* **Exercise details**
The answer must be an exact copy of the listing below.

* **Records for the exercise**
= = =

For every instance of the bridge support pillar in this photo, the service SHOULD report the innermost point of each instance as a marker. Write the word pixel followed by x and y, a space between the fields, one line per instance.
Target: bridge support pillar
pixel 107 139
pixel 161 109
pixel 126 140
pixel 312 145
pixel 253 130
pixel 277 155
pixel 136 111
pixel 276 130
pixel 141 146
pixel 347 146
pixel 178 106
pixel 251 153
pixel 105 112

= = =

* **Written answer**
For every instance of the bridge support pillar in this photo, the service SHOULD report the innermost point of each instance as a marker. Write the word pixel followed by x and y, a space between the fields, one line per instance.
Target: bridge support pillar
pixel 107 139
pixel 161 109
pixel 126 140
pixel 312 145
pixel 253 130
pixel 277 155
pixel 136 111
pixel 276 130
pixel 141 146
pixel 347 146
pixel 178 106
pixel 251 153
pixel 105 112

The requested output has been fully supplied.